#### CHALLENGE A:
In the forum thread on Classical music, what did Classicism favor in place of the Baroque's excess?
#### CHALLENGE B:
Transcribe the stretch of the forum thread on Classical music from "## Aramis (Mar" through "an interesting thought." without alteration.

#### TEXT:
>>

There were most certainly advances over the Baroque period. The full development of the complicated Sonata form, which pretty much ruled Western music for the next hundred years, occurred here.

But it's also true that Classicism was in many ways a reaction to the Baroque, inverting or rejecting many of its premises. Even today the term Baroque is used to mean excessive, effusive, busy. Classicism denied all this in favor of clarity and formalism.

Back to the original post, it's true that some of the Classical arts imitated Greek Classicism rather literally. Architecture was imbued with a Greek look, for example. What we now think of as Classical music had no resemblance to ancient Greek music. So the Greek elements in Classical music were, as a couple of us pointed out, philosophical/aesthetic. This does set it apart from the rest of Classicism in a certain way.

Now let's jump ahead 150 years to the birth of "modernism". Interestingly, some music of this time obtained it's modern-seeming sound by deliberate imitation of ancient and far-flung folk musical elements, something Classical composers did not do.

The myriad ways culture evolves is a truly interesting thing.


----------



## Aramis (Mar 1, 2009)

kmisho said:


> Now let's jump ahead 150 years to the birth of "modernism". Interestingly, some music of this time obtained it's modern-seeming sound by deliberate imitation of ancient and far-flung folk musical elements, something Classical composers did not do.


Yes, but even today's availability of knowledge about music of ancient Greece and Rome is much less than XXth century knowledge about music of more distant cultures which inspired modernism and, later, minimalism. As far as I know most of Greek music (like two famous Dolphic Hymns) were discovered and translated much too late for classical period to be influenced by it. Shame! But still, an interesting thought.


----------



## HarpsichordConcerto (Jan 1, 2010)

Aramis said:


> Music of this era seems rather frivolous and light-hearted. More, I don't ever imagined Haydn and likes of him reading ancient poets and writers like Horace with great rapture and putting their essential spirit into music.
> 
> I don't feel it, I do not see reasonable causes for which we should believe that it was different.

<<

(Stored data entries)
>>

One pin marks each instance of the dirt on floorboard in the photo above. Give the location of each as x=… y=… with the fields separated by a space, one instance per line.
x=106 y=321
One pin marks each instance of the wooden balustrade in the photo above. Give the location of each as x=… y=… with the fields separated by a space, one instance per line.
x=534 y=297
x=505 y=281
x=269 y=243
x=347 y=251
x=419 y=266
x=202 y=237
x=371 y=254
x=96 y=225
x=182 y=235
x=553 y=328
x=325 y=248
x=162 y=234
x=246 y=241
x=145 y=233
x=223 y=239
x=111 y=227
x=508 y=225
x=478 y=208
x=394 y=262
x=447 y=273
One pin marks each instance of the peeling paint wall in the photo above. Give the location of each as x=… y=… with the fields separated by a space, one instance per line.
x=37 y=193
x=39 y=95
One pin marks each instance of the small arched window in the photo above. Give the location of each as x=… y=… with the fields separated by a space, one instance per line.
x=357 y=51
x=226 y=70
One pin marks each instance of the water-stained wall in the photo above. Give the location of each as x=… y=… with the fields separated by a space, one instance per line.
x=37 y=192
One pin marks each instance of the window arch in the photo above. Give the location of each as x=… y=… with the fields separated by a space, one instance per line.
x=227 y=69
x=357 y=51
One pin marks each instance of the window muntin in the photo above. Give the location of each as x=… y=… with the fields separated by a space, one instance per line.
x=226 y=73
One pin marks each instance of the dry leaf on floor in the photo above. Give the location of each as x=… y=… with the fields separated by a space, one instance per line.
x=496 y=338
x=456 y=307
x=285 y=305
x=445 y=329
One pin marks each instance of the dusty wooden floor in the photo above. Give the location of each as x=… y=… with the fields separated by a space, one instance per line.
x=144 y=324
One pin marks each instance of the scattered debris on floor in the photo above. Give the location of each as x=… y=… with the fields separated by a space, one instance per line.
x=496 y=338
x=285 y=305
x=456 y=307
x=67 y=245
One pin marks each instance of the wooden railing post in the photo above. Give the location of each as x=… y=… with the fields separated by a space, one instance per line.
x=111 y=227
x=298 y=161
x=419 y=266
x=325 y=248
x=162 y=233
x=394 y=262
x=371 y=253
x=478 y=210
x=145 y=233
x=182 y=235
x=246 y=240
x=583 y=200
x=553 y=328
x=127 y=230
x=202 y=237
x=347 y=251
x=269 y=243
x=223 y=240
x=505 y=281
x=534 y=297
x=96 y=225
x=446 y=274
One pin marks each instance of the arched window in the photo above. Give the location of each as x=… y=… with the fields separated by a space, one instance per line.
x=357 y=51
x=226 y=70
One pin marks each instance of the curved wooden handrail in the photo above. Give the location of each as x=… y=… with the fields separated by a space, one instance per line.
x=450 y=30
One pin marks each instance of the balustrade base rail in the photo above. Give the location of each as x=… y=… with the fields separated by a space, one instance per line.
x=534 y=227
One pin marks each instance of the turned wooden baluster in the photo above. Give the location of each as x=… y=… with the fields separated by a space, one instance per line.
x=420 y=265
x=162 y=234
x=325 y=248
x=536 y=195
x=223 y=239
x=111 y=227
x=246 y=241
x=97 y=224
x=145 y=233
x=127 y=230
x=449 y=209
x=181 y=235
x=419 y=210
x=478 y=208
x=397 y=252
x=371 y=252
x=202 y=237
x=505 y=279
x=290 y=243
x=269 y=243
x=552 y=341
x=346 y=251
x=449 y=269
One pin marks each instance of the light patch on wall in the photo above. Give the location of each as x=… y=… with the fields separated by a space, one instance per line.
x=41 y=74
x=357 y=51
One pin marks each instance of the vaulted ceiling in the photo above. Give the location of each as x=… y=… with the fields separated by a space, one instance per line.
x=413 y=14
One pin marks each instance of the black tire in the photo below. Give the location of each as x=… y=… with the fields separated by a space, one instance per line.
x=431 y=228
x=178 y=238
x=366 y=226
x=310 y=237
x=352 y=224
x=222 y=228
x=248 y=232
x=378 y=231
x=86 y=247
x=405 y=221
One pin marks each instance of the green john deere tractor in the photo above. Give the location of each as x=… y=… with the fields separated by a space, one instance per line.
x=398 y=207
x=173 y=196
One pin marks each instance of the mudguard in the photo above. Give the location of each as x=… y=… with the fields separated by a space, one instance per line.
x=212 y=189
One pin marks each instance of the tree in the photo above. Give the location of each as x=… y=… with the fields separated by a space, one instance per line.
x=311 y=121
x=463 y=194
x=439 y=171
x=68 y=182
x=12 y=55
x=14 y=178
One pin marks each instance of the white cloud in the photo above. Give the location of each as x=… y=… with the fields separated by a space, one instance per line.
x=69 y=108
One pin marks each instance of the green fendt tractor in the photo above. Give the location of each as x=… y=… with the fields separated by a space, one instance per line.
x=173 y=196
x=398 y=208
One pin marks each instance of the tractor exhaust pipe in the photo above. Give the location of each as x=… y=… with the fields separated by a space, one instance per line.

<<

#### COMPLETE RESPONSE A:
Clarity and formalism.

#### COMPLETE RESPONSE B:
## Aramis (Mar 1, 2009)

kmisho said:


> Now let's jump ahead 150 years to the birth of "modernism". Interestingly, some music of this time obtained it's modern-seeming sound by deliberate imitation of ancient and far-flung folk musical elements, something Classical composers did not do.


Yes, but even today's availability of knowledge about music of ancient Greece and Rome is much less than XXth century knowledge about music of more distant cultures which inspired modernism and, later, minimalism. As far as I know most of Greek music (like two famous Dolphic Hymns) were discovered and translated much too late for classical period to be influenced by it. Shame! But still, an interesting thought.